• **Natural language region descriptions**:
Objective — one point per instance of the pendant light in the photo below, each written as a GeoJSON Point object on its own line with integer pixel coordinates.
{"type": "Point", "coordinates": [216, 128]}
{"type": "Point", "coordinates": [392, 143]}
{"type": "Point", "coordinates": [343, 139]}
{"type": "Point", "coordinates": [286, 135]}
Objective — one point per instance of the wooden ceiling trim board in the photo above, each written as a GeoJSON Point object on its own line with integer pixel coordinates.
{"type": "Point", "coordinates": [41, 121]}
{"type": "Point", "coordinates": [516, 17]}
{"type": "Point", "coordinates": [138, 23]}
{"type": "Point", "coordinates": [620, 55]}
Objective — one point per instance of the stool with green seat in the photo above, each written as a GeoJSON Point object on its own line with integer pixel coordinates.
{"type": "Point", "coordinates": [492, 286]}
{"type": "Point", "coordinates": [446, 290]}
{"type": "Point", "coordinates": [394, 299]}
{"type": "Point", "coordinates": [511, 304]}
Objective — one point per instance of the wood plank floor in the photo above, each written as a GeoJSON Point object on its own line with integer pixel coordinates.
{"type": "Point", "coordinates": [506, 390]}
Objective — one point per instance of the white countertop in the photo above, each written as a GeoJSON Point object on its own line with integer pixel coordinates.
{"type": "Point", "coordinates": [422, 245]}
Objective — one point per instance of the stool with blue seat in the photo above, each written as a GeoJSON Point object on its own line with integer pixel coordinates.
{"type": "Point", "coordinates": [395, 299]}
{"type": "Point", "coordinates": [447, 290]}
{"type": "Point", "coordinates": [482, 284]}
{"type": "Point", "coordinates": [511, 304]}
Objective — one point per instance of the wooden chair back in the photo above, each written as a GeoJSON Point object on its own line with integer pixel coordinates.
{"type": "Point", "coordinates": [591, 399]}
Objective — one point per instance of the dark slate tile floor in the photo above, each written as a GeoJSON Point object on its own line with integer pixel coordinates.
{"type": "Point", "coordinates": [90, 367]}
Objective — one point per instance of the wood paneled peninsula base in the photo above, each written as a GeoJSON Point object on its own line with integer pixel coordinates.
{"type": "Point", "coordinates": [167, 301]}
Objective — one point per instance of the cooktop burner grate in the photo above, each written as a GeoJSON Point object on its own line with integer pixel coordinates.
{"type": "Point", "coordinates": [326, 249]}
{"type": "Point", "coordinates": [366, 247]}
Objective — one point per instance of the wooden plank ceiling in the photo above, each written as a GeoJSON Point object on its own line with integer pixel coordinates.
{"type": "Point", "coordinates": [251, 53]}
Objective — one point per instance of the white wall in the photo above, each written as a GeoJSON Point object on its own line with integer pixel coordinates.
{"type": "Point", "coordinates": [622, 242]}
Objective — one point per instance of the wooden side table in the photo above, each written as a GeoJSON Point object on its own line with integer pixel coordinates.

• **What is expected**:
Make an exact copy of each line, beginning at the one containing "Objective — one point per instance of the white wall" and ending with the last line of the data, and of no other line.

• **Task answer**:
Objective — one point per instance of the white wall in the photo above, each written as a GeoJSON Point object on its own line with integer pixel coordinates.
{"type": "Point", "coordinates": [622, 242]}
Objective — one point per instance of the wooden side table in the photo above, each written as a GeoJSON Point object on its own line with integer pixel coordinates.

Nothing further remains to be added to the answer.